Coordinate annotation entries
============
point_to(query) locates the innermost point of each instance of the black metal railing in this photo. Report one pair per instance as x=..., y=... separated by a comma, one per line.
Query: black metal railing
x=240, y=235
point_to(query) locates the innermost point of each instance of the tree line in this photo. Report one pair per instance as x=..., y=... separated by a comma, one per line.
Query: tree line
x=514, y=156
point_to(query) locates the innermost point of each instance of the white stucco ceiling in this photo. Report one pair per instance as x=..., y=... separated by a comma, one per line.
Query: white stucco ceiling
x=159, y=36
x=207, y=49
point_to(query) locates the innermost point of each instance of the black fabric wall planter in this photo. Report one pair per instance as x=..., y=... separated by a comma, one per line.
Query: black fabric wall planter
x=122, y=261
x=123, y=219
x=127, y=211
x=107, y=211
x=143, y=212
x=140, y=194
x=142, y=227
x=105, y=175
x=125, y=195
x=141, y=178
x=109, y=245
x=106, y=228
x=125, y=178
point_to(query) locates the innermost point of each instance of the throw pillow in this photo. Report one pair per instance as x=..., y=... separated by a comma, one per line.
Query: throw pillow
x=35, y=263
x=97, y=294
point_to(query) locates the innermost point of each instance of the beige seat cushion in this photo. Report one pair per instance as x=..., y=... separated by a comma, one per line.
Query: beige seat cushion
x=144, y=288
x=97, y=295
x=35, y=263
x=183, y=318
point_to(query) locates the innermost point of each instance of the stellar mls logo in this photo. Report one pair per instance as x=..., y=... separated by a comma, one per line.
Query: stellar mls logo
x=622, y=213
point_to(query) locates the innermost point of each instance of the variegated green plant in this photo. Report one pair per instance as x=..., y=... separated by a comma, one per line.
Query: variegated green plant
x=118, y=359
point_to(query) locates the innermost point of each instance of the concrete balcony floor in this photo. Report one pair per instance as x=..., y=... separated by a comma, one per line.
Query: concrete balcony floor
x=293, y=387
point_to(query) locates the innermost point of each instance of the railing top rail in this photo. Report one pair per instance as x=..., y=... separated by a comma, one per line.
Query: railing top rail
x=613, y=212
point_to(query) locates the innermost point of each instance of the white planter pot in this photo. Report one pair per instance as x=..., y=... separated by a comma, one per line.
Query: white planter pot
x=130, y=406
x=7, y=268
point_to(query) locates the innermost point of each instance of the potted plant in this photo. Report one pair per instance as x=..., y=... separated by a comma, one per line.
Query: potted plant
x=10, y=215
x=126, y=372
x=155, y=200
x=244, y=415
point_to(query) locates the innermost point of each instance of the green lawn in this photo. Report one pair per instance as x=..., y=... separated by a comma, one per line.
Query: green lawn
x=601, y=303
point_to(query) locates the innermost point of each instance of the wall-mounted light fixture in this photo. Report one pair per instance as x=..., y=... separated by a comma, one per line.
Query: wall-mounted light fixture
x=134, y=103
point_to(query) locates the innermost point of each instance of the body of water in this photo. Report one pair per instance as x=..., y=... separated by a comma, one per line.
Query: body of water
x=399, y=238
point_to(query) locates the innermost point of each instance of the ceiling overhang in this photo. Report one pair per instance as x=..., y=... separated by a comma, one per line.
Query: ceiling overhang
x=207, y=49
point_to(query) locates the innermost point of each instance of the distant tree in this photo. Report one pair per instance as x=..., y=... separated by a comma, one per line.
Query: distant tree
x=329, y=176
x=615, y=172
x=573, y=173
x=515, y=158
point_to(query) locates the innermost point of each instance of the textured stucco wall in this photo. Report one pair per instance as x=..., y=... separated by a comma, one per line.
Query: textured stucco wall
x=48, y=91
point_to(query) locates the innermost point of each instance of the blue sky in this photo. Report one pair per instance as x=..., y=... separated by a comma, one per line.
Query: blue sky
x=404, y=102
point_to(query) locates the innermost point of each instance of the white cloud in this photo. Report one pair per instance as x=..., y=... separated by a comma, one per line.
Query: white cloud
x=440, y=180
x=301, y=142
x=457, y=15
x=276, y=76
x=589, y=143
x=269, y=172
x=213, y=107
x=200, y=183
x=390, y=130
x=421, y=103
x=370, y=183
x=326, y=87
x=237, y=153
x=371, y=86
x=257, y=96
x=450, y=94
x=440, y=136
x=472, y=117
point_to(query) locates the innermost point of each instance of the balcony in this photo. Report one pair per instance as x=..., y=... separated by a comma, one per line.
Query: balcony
============
> [Aim of the exercise]:
Please copy the records, starting with the first line and going on through the line with "x=125, y=178", keeping every line's wording. Add -60 to each x and y coordinate in the answers.

> [Reply]:
point_to(query) locates the innermost point of each instance of the black metal railing in this photo. Report one pair per instance as x=..., y=... separated by a comma, one per line.
Query: black metal railing
x=180, y=175
point_to(query) locates the innermost point of each instance of the tree line in this photo. Report one pair per instance as x=..., y=... separated by a comma, one per line.
Query: tree line
x=454, y=96
point_to(query) locates the innermost point of each instance of the white stucco ceiling in this photo. Report one pair per instance as x=..., y=... separated by a comma, one per line.
Query: white stucco ceiling
x=99, y=-24
x=147, y=-11
point_to(query) locates the innermost point of each instance of the black fabric wall planter in this photo. Report one pair per instance as x=..., y=... separated by a comma, one per line.
Query: black fabric wall planter
x=62, y=201
x=63, y=159
x=67, y=151
x=47, y=151
x=83, y=152
x=80, y=134
x=82, y=167
x=45, y=115
x=65, y=135
x=81, y=118
x=49, y=185
x=46, y=168
x=65, y=118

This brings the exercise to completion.